About this exercise
Write out the line that contains "[[1002, 516], [1319, 506], [127, 310], [779, 757]]", then every following line to the end of the records below, with no other lines and no changes.

++++ Record set

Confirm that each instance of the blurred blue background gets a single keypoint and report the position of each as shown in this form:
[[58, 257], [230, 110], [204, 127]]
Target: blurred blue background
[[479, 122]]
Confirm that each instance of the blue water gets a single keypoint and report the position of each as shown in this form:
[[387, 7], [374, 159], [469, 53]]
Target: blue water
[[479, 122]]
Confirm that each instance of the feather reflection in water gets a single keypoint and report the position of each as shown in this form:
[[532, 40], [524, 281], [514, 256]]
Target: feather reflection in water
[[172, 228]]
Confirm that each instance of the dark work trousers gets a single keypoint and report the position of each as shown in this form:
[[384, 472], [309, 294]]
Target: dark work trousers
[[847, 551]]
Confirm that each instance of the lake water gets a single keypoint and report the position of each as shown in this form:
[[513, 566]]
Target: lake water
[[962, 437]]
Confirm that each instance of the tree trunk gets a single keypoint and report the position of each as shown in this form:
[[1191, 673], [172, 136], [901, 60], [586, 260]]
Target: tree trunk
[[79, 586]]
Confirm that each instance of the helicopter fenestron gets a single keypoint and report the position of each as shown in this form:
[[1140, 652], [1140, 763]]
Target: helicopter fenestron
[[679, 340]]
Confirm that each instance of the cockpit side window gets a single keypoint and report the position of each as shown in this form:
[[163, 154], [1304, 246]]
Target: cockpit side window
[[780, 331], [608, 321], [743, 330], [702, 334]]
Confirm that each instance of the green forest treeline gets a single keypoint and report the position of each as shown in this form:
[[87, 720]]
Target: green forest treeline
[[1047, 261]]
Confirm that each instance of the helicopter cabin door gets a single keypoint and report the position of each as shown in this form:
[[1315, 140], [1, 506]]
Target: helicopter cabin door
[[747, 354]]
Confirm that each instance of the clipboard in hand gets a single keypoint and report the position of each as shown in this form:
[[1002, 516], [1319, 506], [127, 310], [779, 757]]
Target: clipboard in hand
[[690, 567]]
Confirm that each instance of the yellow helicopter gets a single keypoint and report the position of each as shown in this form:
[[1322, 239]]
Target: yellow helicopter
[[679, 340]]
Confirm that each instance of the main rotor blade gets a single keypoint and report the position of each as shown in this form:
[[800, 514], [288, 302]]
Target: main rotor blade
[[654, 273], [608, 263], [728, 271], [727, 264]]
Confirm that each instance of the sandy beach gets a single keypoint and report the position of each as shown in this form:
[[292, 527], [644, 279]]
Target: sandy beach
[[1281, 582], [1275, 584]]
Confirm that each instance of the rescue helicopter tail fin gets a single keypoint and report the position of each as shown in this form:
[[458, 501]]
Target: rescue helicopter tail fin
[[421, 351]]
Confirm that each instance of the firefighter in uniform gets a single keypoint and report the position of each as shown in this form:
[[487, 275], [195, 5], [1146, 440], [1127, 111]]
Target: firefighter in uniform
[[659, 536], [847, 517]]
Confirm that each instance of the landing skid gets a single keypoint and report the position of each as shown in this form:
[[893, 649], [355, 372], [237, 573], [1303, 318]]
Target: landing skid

++++++++

Result
[[1002, 516], [1319, 506], [127, 310], [779, 757]]
Target: clipboard in hand
[[690, 567]]
Confirm that each instance of the yellow helicopter gets a single keypoint and report the position of each as shown in this form:
[[1322, 239]]
Target: yellow helicopter
[[679, 340]]
Confirm that each instance of the main rotor blade gets a single keypoint and report the position of each as shown in this form:
[[800, 514], [288, 302]]
Target: main rotor blade
[[654, 273], [608, 263], [728, 271], [727, 264]]
Confirm that each instance of the sandy beach gets a single keypoint and report the position of each as shown in this form:
[[292, 527], [644, 279]]
Target: sandy beach
[[1281, 582], [1275, 584]]
Confirm that each instance of the rescue helicopter tail fin gets a single keypoint and report the position of each as shown in this form:
[[458, 501]]
Target: rescue helicopter tail fin
[[421, 351]]
Confirm that each instance of the firefighter in uniform gets a single keypoint and report the position of each as shown in this form:
[[487, 275], [195, 5], [1146, 440], [1127, 111]]
Target: firefighter in uniform
[[659, 536], [847, 517]]
Confirm that each instance of the landing skid gets a single keypoint and report the position of each as shown in this form:
[[893, 649], [355, 372], [237, 573], [1303, 318]]
Target: landing skid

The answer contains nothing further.